**WHAT TO PRODUCE**. Copy the data exactly as it appears, and do not include any pictures.

--*--

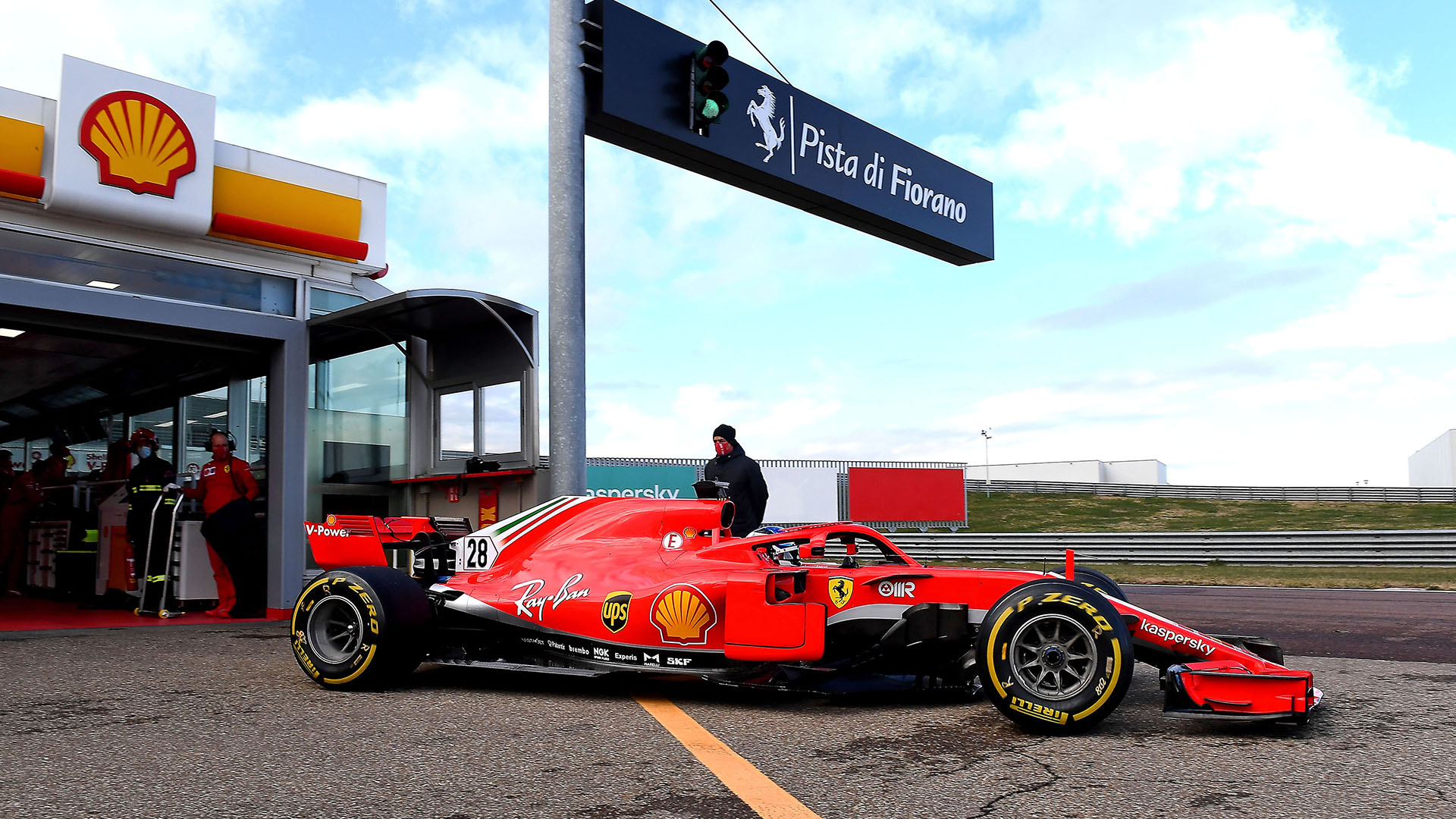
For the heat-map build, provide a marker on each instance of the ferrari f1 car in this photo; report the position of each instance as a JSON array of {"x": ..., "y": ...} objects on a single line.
[{"x": 596, "y": 586}]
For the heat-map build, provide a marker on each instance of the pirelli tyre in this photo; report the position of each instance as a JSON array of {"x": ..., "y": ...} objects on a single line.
[
  {"x": 1100, "y": 582},
  {"x": 1055, "y": 657},
  {"x": 360, "y": 627}
]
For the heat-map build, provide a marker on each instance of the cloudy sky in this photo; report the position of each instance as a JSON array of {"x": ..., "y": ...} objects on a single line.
[{"x": 1225, "y": 231}]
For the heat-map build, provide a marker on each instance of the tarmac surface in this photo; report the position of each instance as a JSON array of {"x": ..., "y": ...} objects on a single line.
[{"x": 218, "y": 720}]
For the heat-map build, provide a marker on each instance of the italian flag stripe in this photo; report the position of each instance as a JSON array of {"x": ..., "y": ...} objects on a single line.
[{"x": 529, "y": 515}]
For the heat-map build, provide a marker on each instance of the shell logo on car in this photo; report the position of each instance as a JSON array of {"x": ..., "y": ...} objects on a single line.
[
  {"x": 683, "y": 615},
  {"x": 139, "y": 143}
]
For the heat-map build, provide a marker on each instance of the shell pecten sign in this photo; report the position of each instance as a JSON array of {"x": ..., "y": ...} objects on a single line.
[{"x": 139, "y": 143}]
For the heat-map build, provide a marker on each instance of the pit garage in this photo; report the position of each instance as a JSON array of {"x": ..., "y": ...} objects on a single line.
[{"x": 224, "y": 289}]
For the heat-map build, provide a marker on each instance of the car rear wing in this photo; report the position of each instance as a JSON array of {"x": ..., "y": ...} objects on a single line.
[{"x": 346, "y": 539}]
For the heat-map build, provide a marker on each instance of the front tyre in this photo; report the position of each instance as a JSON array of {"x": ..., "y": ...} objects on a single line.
[
  {"x": 1055, "y": 657},
  {"x": 360, "y": 627}
]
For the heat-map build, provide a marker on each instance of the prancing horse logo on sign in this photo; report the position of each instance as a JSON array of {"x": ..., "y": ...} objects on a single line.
[{"x": 764, "y": 115}]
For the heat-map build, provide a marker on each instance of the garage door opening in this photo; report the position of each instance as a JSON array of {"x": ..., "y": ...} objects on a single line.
[{"x": 71, "y": 401}]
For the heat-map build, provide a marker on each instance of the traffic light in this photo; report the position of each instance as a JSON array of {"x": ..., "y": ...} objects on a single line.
[{"x": 710, "y": 77}]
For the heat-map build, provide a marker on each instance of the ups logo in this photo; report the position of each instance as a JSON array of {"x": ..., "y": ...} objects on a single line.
[{"x": 615, "y": 611}]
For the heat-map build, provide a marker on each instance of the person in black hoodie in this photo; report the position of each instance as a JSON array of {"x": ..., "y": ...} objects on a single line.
[{"x": 746, "y": 487}]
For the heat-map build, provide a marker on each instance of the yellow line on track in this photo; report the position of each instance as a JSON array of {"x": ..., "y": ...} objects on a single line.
[{"x": 742, "y": 777}]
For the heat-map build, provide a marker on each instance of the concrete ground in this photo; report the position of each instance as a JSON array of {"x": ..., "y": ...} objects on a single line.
[{"x": 218, "y": 720}]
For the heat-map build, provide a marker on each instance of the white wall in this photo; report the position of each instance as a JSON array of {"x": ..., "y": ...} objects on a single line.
[
  {"x": 1147, "y": 471},
  {"x": 1435, "y": 464},
  {"x": 801, "y": 494},
  {"x": 1078, "y": 471}
]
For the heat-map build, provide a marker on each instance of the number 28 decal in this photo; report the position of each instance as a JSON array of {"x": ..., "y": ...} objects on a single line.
[{"x": 476, "y": 554}]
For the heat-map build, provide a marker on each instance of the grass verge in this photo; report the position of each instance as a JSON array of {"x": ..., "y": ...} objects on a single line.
[
  {"x": 1025, "y": 512},
  {"x": 1229, "y": 575}
]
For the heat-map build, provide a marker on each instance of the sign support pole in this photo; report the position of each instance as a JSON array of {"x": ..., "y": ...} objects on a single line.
[{"x": 566, "y": 253}]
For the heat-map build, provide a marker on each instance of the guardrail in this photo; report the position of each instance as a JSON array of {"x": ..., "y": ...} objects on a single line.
[
  {"x": 1378, "y": 494},
  {"x": 1394, "y": 547}
]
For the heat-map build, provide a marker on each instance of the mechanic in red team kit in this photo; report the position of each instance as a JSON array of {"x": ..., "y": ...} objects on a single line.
[
  {"x": 746, "y": 487},
  {"x": 228, "y": 488},
  {"x": 145, "y": 494},
  {"x": 19, "y": 503}
]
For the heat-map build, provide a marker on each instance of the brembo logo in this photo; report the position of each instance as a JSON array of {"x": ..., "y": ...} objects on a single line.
[{"x": 1169, "y": 635}]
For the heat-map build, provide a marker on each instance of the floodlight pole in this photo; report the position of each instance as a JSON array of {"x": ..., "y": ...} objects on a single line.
[
  {"x": 986, "y": 435},
  {"x": 566, "y": 253}
]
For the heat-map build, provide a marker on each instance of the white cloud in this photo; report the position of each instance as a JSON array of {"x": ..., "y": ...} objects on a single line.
[
  {"x": 1326, "y": 425},
  {"x": 1408, "y": 299},
  {"x": 1253, "y": 110}
]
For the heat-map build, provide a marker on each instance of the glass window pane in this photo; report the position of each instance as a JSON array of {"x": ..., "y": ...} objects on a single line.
[
  {"x": 324, "y": 302},
  {"x": 456, "y": 425},
  {"x": 258, "y": 420},
  {"x": 128, "y": 271},
  {"x": 501, "y": 407},
  {"x": 370, "y": 382}
]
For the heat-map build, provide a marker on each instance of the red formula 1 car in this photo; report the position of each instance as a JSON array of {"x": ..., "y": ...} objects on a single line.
[{"x": 596, "y": 585}]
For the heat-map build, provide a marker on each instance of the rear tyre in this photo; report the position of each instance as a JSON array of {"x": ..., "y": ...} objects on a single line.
[
  {"x": 1055, "y": 657},
  {"x": 1100, "y": 582},
  {"x": 360, "y": 627}
]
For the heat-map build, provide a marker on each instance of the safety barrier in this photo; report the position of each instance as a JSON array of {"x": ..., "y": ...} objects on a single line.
[
  {"x": 1378, "y": 494},
  {"x": 1394, "y": 547},
  {"x": 1373, "y": 494}
]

--*--

**EXERCISE ANSWER**.
For the heat-map build, provide a marker on each instance of the ferrari f1 car in this photo; report the position of each instance as a JSON array of {"x": ..., "y": ...} objects on a single line.
[{"x": 596, "y": 586}]
For the heat-map build, provide a marker on each instance of the pirelli tyre in this photo; report the position of each instance as a JSON array of {"x": ..., "y": ...} objects on a single line.
[
  {"x": 1100, "y": 582},
  {"x": 1055, "y": 657},
  {"x": 360, "y": 627}
]
For the heat-map build, provide a marker on each instance of the cloudy sky in this photo; report the position of each instance as a JSON array of {"x": ..., "y": ...} objects on a single line.
[{"x": 1225, "y": 231}]
For the heat-map build, provide a marker on each instance of the tarmac surface in this photo; report the position of each instance as a JSON array of {"x": ..., "y": ...} objects on a single line.
[{"x": 218, "y": 720}]
For the heat-map build, provide a marker on each instance of the italian flag stripe in this photo; report the position of each instance as a JSON array of {"x": ..., "y": ...} objects on a single line.
[{"x": 529, "y": 515}]
For the heat-map build, provide a marker on each instance of the shell logo on car in this photo; report the position of each instance as a JSON array of {"x": ..., "y": ...} objects on a single line.
[
  {"x": 683, "y": 615},
  {"x": 139, "y": 143}
]
For the heat-map build, provide a marker on each instance of the shell pecten sign in this photo; report the position of each instance as a JSON array of {"x": ..., "y": ...} objects on a single line.
[{"x": 139, "y": 143}]
For the heat-map build, provide a marker on each instance of the pit garage in this photo; report the position of each instance as a JSON array of {"x": ..., "y": ...} objects on a single line.
[{"x": 224, "y": 289}]
For the heat-map build, provide a marker on each instance of the car rear wing in this photo; report the position of each instance as a JSON array of {"x": ..., "y": ...} objects on a single line.
[{"x": 346, "y": 539}]
For the heat-map build, provide a marker on each instance of the front tyre in this photo; report the position of each instance as a JSON array of {"x": ..., "y": ...} objects on a single line.
[
  {"x": 1055, "y": 657},
  {"x": 360, "y": 627}
]
For the heat-map build, provide a marker on each instance of the prancing horse logo on sign in this photo; report the position of each instance as a JSON array of {"x": ..., "y": ...} objects on a single line.
[{"x": 764, "y": 115}]
For the heat-map build, provide a marker on each instance of the garage door opening in this photo; report the position of each instance as a JSON array of {"x": ..., "y": ...} objects on a single line.
[{"x": 71, "y": 401}]
For the heat-map build, provide a marker on each instance of the traffic light in this photo; report the position of each instance as a JSON array of {"x": ..., "y": ...} objects on a single line.
[{"x": 710, "y": 77}]
For the heat-map build, provide a marker on each instance of the ups logo in this photo; report the position of each instance as a JSON array of {"x": ..., "y": ...} objects on a single line.
[{"x": 615, "y": 611}]
For the heat-map build, provide a marker on each instance of the person in black hoodie in this photo; report the position of each instance as a JSON array of {"x": ..., "y": ...} objects on a single line.
[{"x": 746, "y": 487}]
For the heat-map build, provide a marker on each instance of the yellow line on track in this photo; report the position of each instance as a JSON array of {"x": ..., "y": ...} objects on a single line.
[{"x": 742, "y": 777}]
For the heat-map build, provide a marker on each instance of the concrete ground in this photo; report the position of each instance as a JSON array of {"x": ..., "y": ...} objects on a single line.
[{"x": 218, "y": 720}]
For the heat-map build, provide a marker on each instance of the white wall in this photo; report the position of each instance as a JSON array of {"x": ..., "y": ...} objects on a single line.
[
  {"x": 1147, "y": 471},
  {"x": 1435, "y": 464},
  {"x": 801, "y": 494},
  {"x": 1078, "y": 471}
]
For the heat-map build, provide a marker on each instance of the number 28 decal in this photo; report the position of each instance as a JSON array of {"x": ..., "y": ...} objects on a single line.
[{"x": 476, "y": 554}]
For the heat-map build, provide a marker on each instance of the grass verge in this photo; report the position of each instance as a JSON array of {"x": ..., "y": ...} objects on a single line.
[
  {"x": 1025, "y": 512},
  {"x": 1229, "y": 575}
]
For the heat-map build, provide a marker on each instance of the sign support pole in this photo; report the position of each instance as a JSON array of {"x": ..., "y": ...} objects on a single line.
[{"x": 566, "y": 253}]
For the heat-map build, provide a marker on each instance of the guardrail in this photo; report the position of each instance as a JSON array of {"x": ..., "y": ...} objects on a single line.
[
  {"x": 1378, "y": 494},
  {"x": 1394, "y": 547}
]
For the heat-map build, provide a marker on each instance of the mechanic in red team kit in this photo; report the position of each instance as a JSON array of {"x": ..., "y": ...} objects on a single line.
[
  {"x": 746, "y": 487},
  {"x": 228, "y": 488},
  {"x": 145, "y": 494},
  {"x": 19, "y": 503}
]
For the heat-map build, provide a marker on each instance of the brembo logo in this photo; report the position of each instance as a JSON array of {"x": ..., "y": ...} objects on a single line.
[{"x": 1169, "y": 635}]
For the heat-map build, provide a marker on each instance of the floodlight pole in this photo; report the position of each instance as a JSON array of {"x": ..., "y": ...} objects on a single line.
[
  {"x": 986, "y": 435},
  {"x": 566, "y": 253}
]
For the heat-map build, provide a marker on each instance of the white cloud in this photo; report the position of each instance as a JSON array of {"x": ..., "y": ...} objects on a single line.
[
  {"x": 1326, "y": 425},
  {"x": 1408, "y": 299},
  {"x": 1253, "y": 110}
]
For the heat-map build, provide a marker on each instance of the glass window pane in this photo; report the position of each instance as a JSON array of {"x": ..., "y": ...} objects on a single line.
[
  {"x": 324, "y": 302},
  {"x": 456, "y": 425},
  {"x": 258, "y": 420},
  {"x": 128, "y": 271},
  {"x": 501, "y": 407},
  {"x": 370, "y": 382}
]
For the heat-map build, provide a marker on each instance of the red formula 1 car in this photo; report the position of each instance as a JSON array of {"x": ..., "y": ...} objects on a single line.
[{"x": 596, "y": 585}]
For the heat-map build, provide a marker on each instance of the rear tyre in this photo; report the position of each instance as a JSON array of {"x": ..., "y": ...} objects on a single line.
[
  {"x": 1055, "y": 657},
  {"x": 1100, "y": 582},
  {"x": 360, "y": 627}
]
For the heat-map build, provide a marker on each instance of the safety barrier in this photo; report the position of each instance as a JSON array of {"x": ..., "y": ...} objects on a single line.
[
  {"x": 1378, "y": 494},
  {"x": 1394, "y": 547},
  {"x": 1373, "y": 494}
]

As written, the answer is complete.